#### MATERIAL FOR THIS EXERCISE ####
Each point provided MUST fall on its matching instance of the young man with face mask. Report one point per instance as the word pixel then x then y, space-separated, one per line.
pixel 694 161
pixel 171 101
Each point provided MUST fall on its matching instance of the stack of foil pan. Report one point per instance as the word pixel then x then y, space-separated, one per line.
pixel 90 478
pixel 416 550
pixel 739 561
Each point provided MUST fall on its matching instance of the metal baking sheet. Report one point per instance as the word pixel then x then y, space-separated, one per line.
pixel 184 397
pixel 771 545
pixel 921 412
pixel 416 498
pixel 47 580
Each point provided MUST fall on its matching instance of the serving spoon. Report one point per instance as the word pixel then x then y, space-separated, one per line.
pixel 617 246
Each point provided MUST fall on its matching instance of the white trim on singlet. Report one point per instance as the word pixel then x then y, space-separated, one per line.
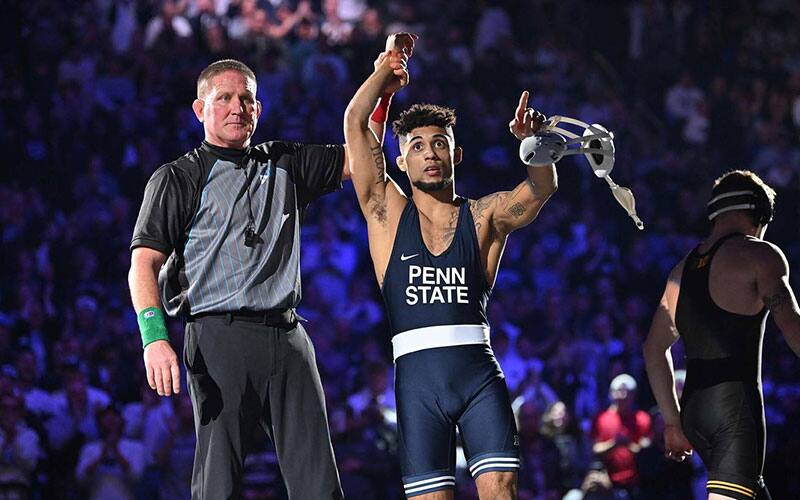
pixel 431 337
pixel 729 195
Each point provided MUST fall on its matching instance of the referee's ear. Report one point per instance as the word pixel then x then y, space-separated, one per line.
pixel 197 107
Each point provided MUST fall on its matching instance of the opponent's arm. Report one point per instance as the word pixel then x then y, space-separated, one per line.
pixel 658 362
pixel 160 360
pixel 507 211
pixel 772 279
pixel 377 121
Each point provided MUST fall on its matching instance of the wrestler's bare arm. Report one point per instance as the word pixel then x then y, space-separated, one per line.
pixel 657 349
pixel 506 211
pixel 660 372
pixel 772 280
pixel 380 199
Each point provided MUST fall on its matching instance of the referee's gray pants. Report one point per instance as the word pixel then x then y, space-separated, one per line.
pixel 243 374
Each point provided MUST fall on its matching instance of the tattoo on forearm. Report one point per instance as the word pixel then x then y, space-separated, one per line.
pixel 516 210
pixel 778 300
pixel 380 164
pixel 450 231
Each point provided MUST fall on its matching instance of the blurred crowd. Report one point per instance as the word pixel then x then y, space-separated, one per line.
pixel 97 93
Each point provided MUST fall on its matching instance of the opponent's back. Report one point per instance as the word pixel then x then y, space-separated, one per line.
pixel 727 344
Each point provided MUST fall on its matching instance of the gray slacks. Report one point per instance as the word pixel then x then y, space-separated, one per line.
pixel 242 374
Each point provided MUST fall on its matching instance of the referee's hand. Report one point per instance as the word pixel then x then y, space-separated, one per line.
pixel 161 365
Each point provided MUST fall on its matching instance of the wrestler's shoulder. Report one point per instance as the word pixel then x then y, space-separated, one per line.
pixel 756 250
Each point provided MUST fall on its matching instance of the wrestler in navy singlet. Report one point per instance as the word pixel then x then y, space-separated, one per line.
pixel 722 411
pixel 446 374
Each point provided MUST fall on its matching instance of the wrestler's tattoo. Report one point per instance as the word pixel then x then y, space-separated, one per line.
pixel 377 208
pixel 478 207
pixel 380 164
pixel 516 210
pixel 450 230
pixel 778 300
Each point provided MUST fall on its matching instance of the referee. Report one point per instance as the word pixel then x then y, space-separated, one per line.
pixel 217 243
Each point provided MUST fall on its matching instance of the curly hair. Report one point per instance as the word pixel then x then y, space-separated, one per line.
pixel 423 115
pixel 736 180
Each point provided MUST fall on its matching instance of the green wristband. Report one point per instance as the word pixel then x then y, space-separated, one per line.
pixel 152 325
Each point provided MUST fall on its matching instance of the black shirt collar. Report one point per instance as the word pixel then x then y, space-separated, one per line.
pixel 230 154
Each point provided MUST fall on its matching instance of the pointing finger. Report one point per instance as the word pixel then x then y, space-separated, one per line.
pixel 523 103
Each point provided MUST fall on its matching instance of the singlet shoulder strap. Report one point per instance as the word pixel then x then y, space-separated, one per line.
pixel 716 245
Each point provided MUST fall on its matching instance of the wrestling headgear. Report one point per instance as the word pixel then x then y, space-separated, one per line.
pixel 740 191
pixel 596 143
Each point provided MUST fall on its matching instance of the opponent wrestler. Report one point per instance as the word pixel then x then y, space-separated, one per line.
pixel 436 256
pixel 717 299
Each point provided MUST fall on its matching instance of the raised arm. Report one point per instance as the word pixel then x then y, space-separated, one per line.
pixel 365 154
pixel 772 278
pixel 380 199
pixel 507 211
pixel 660 372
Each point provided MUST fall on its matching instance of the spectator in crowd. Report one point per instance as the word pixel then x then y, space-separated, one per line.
pixel 620 433
pixel 110 466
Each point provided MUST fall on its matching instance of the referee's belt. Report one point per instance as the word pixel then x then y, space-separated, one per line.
pixel 286 318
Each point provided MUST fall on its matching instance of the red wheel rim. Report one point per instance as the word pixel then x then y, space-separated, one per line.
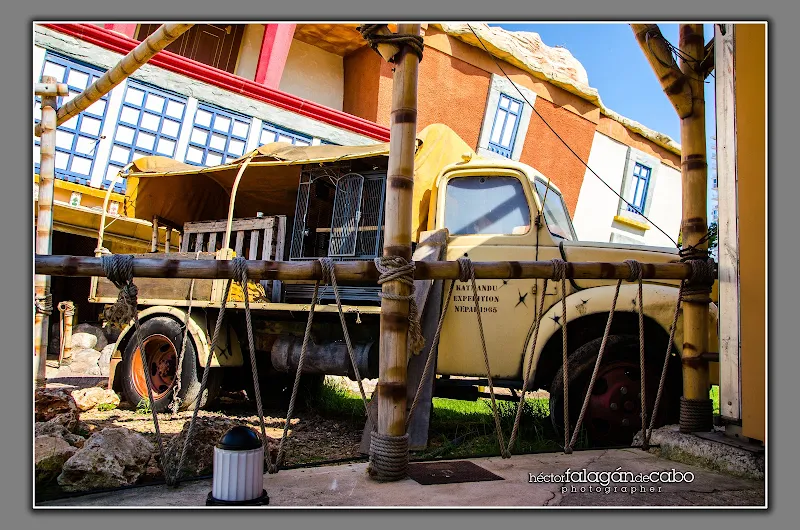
pixel 614 412
pixel 162 360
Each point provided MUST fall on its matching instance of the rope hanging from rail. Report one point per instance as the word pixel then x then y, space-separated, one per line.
pixel 373 38
pixel 119 270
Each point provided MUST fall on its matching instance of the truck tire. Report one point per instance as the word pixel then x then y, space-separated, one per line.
pixel 613 416
pixel 161 339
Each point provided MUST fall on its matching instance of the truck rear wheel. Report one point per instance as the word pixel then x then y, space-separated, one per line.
pixel 161 340
pixel 613 415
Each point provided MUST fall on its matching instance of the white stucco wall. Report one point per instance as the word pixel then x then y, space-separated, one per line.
pixel 597 205
pixel 250 50
pixel 314 74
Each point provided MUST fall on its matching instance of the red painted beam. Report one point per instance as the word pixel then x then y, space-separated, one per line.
pixel 202 72
pixel 274 51
pixel 128 30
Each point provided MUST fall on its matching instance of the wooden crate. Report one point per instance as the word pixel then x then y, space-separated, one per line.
pixel 255 238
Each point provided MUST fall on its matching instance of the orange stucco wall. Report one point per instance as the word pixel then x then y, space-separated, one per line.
pixel 545 152
pixel 750 58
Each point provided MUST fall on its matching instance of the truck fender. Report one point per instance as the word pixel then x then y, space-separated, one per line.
pixel 659 305
pixel 227 354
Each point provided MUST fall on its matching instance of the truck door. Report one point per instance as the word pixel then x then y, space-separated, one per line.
pixel 490 214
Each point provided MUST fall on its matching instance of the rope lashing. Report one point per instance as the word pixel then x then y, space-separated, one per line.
pixel 649 433
pixel 173 480
pixel 414 42
pixel 329 273
pixel 395 268
pixel 466 272
pixel 704 272
pixel 636 275
pixel 596 369
pixel 43 304
pixel 118 268
pixel 296 385
pixel 176 400
pixel 533 331
pixel 560 273
pixel 239 265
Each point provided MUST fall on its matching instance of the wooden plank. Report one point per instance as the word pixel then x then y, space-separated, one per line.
pixel 154 237
pixel 239 242
pixel 730 348
pixel 252 254
pixel 198 243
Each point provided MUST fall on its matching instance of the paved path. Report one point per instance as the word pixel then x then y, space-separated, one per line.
pixel 348 485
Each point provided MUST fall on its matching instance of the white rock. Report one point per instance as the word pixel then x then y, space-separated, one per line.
pixel 83 341
pixel 110 458
pixel 89 398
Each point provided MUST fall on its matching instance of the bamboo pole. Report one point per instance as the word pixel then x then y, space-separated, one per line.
pixel 393 362
pixel 684 86
pixel 44 230
pixel 142 53
pixel 354 271
pixel 695 225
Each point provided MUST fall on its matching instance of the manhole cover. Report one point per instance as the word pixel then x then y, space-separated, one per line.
pixel 452 472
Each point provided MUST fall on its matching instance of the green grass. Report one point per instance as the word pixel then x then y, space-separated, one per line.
pixel 458 428
pixel 713 394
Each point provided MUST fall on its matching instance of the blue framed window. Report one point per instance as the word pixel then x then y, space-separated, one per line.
pixel 76 139
pixel 272 133
pixel 218 136
pixel 641 181
pixel 505 126
pixel 149 124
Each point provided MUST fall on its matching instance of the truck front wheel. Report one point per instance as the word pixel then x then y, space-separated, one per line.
pixel 161 339
pixel 613 415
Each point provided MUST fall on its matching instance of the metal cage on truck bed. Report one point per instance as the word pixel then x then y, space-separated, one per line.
pixel 339 214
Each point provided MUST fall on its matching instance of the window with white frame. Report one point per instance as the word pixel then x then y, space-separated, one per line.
pixel 640 185
pixel 149 123
pixel 506 119
pixel 505 126
pixel 218 136
pixel 77 138
pixel 272 133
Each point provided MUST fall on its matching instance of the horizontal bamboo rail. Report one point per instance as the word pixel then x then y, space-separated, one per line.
pixel 138 56
pixel 352 271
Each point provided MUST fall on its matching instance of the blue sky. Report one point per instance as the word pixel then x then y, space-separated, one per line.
pixel 618 69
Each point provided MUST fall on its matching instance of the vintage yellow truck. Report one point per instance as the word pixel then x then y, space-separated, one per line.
pixel 301 203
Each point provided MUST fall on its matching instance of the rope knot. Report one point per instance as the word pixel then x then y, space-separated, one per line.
pixel 559 269
pixel 371 35
pixel 43 304
pixel 239 265
pixel 466 270
pixel 635 268
pixel 395 268
pixel 118 268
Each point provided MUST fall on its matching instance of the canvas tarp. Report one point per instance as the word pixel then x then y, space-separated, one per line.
pixel 180 193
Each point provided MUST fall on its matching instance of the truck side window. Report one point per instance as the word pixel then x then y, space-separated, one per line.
pixel 555 212
pixel 486 205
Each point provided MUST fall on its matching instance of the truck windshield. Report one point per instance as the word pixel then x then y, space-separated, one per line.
pixel 555 212
pixel 486 205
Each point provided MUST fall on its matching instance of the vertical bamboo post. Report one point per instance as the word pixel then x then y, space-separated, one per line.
pixel 397 240
pixel 684 86
pixel 44 229
pixel 694 227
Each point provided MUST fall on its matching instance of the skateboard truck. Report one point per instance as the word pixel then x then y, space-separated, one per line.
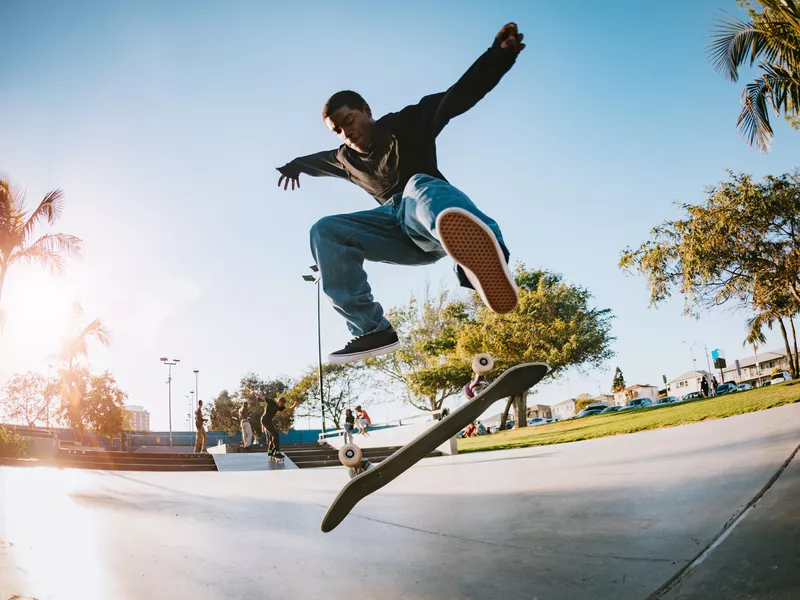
pixel 481 365
pixel 351 456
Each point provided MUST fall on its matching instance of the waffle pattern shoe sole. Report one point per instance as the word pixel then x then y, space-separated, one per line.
pixel 340 359
pixel 474 246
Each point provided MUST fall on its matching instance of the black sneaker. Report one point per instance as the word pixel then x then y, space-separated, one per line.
pixel 366 346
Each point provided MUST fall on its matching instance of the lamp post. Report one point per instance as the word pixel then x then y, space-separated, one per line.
pixel 196 393
pixel 317 280
pixel 691 353
pixel 191 406
pixel 170 364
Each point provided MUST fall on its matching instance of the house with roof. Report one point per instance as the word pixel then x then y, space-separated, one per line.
pixel 688 382
pixel 563 410
pixel 757 369
pixel 636 391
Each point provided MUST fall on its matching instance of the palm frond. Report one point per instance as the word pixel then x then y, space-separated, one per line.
pixel 49 209
pixel 50 251
pixel 753 121
pixel 96 330
pixel 733 41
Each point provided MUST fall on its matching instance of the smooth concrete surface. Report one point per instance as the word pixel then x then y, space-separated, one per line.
pixel 603 519
pixel 760 558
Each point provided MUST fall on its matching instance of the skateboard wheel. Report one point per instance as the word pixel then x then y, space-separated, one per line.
pixel 350 455
pixel 482 364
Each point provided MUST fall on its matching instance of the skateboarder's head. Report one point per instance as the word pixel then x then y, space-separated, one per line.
pixel 349 116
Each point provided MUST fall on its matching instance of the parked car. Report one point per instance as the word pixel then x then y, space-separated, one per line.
pixel 666 400
pixel 589 411
pixel 725 388
pixel 780 377
pixel 638 403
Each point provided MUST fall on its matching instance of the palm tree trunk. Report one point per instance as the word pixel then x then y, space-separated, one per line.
pixel 788 348
pixel 504 418
pixel 794 340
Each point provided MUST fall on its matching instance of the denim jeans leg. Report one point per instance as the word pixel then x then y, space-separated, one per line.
pixel 424 197
pixel 340 245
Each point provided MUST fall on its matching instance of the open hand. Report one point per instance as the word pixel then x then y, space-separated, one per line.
pixel 510 38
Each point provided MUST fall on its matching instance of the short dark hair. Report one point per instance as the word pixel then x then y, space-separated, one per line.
pixel 344 98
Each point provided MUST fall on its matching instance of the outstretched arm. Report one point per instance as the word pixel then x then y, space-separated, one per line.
pixel 320 164
pixel 479 80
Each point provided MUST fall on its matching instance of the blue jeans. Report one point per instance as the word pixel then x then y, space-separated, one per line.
pixel 401 232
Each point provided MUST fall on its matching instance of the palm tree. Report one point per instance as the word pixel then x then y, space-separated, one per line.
pixel 16 234
pixel 771 38
pixel 76 347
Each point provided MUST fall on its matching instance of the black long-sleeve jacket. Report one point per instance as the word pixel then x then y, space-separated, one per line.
pixel 404 142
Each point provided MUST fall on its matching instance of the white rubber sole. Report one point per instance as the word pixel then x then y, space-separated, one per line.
pixel 341 359
pixel 474 246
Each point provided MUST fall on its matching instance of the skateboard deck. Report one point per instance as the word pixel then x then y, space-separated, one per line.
pixel 512 382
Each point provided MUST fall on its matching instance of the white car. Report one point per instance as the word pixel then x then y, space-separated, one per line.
pixel 780 377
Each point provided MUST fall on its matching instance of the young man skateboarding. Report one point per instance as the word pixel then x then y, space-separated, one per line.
pixel 273 438
pixel 421 217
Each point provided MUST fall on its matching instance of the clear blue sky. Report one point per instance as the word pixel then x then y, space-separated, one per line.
pixel 164 121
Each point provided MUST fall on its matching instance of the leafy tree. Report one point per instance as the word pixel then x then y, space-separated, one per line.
pixel 618 384
pixel 271 389
pixel 17 229
pixel 26 399
pixel 424 366
pixel 94 403
pixel 223 413
pixel 772 39
pixel 103 407
pixel 554 323
pixel 12 445
pixel 741 246
pixel 343 385
pixel 582 402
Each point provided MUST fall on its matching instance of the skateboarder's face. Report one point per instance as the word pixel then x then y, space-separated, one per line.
pixel 352 126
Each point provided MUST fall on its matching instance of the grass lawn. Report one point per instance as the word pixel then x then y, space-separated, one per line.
pixel 638 419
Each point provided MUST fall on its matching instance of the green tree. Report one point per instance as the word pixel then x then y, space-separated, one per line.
pixel 741 246
pixel 271 389
pixel 17 230
pixel 223 413
pixel 582 402
pixel 103 407
pixel 618 384
pixel 554 323
pixel 25 399
pixel 424 367
pixel 343 386
pixel 770 38
pixel 95 404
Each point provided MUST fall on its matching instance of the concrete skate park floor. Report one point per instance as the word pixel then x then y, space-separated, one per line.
pixel 609 518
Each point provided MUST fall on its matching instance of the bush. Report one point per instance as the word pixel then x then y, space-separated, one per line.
pixel 12 445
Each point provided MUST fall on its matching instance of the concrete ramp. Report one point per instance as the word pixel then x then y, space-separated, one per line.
pixel 227 460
####
WHAT THE TASK REQUIRES:
Return exactly the lines of the data, and only those, from the line with "the concrete skate" through the last line, inclusive.

RESULT:
Each point provided MUST fall on its matching instance of the concrete skate park floor. Report one point per instance as the word pixel then x then y, space-separated, one per line.
pixel 609 518
Each point provided MUST fall on its matching instance of the bush. Report one point per instance as the word pixel then x then y, space-separated, one per line.
pixel 12 445
Each point provided MUST fall on its matching instance of the concrete ramp. Report one point per instance as the word pixel then x then y, space-separated, one per line.
pixel 227 460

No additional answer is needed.